* [WHAT YOU ARE ASKED TO DO]
All the records below must be returned exactly as they stand.

* [SOURCE MATERIAL]
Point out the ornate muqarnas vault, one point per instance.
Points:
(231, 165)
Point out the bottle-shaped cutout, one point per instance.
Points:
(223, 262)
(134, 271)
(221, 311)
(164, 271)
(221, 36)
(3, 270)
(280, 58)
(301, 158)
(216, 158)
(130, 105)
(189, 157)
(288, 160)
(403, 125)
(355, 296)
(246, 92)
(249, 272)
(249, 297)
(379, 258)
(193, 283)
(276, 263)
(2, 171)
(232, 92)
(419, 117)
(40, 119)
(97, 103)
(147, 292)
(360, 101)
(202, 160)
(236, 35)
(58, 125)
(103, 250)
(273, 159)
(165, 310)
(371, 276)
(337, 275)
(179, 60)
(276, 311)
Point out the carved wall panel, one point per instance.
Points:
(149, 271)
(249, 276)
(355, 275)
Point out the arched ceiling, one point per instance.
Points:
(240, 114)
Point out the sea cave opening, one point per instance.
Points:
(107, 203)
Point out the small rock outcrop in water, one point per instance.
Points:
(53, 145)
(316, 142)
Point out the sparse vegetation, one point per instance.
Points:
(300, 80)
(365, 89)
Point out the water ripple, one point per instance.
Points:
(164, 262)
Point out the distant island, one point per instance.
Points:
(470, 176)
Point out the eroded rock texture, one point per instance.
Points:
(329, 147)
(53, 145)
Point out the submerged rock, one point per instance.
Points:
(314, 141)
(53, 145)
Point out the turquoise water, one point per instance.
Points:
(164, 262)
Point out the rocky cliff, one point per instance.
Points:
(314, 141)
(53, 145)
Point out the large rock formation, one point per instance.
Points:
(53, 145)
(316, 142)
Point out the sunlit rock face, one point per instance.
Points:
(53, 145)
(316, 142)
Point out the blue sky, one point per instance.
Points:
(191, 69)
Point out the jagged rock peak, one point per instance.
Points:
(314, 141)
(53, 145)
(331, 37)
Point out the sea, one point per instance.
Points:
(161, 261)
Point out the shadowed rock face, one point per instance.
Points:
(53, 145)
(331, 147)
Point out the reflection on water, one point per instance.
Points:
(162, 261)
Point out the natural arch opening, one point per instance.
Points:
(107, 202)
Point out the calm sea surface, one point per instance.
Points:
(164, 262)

* [TASK ANSWER]
Point out the ornate muqarnas vault, one point per instance.
Points:
(231, 165)
Point out the bottle-shaped cutout, one point per instance.
Points:
(223, 262)
(134, 271)
(221, 311)
(164, 271)
(221, 36)
(3, 270)
(280, 58)
(301, 158)
(216, 158)
(130, 105)
(189, 157)
(288, 160)
(403, 125)
(355, 296)
(246, 92)
(249, 272)
(249, 297)
(379, 258)
(193, 283)
(276, 263)
(2, 171)
(232, 92)
(419, 117)
(40, 119)
(97, 103)
(147, 292)
(360, 101)
(202, 160)
(236, 35)
(58, 125)
(103, 250)
(273, 159)
(165, 310)
(371, 276)
(337, 275)
(179, 60)
(276, 311)
Point out the carved wall panel, one point per instance.
Points:
(149, 271)
(249, 276)
(355, 275)
Point out the arched ceiling, one point per instance.
Points:
(240, 114)
Point out the sea cave opening, one point per instance.
Points:
(107, 203)
Point out the small rock outcrop in water, one point per instance.
Points:
(53, 145)
(316, 142)
Point out the sparse vegetation, one point per instance.
Points:
(300, 80)
(365, 89)
Point out the water ripple, one point per instance.
Points:
(164, 262)
Point out the distant island, one point per instance.
Points:
(470, 176)
Point out the eroded rock texture, one point per instance.
Points:
(329, 147)
(53, 145)
Point out the submerged rock, one point per instance.
Points:
(314, 141)
(53, 145)
Point out the turquoise water, one point per instance.
Points:
(164, 262)
Point out the rocky cliff, one point per instance.
Points:
(314, 141)
(53, 145)
Point out the large rock formation, one point per instance.
Points:
(53, 145)
(316, 142)
Point out the sunlit rock face, one point per instance.
Points:
(53, 145)
(316, 142)
Point out the blue sky, one point per instance.
Points:
(191, 69)
Point out the jagged rock peak, one point per instance.
Points:
(314, 141)
(53, 145)
(331, 37)
Point out the sea, one point per instance.
Points:
(161, 261)
Point out the shadowed rock face, one point per instance.
Points:
(53, 145)
(331, 147)
Point out the reflection on water, one point per instance.
Points:
(162, 261)
Point out the natural arch opening, one point per instance.
Points:
(107, 202)
Point out the calm sea surface, one point per instance.
Points:
(164, 262)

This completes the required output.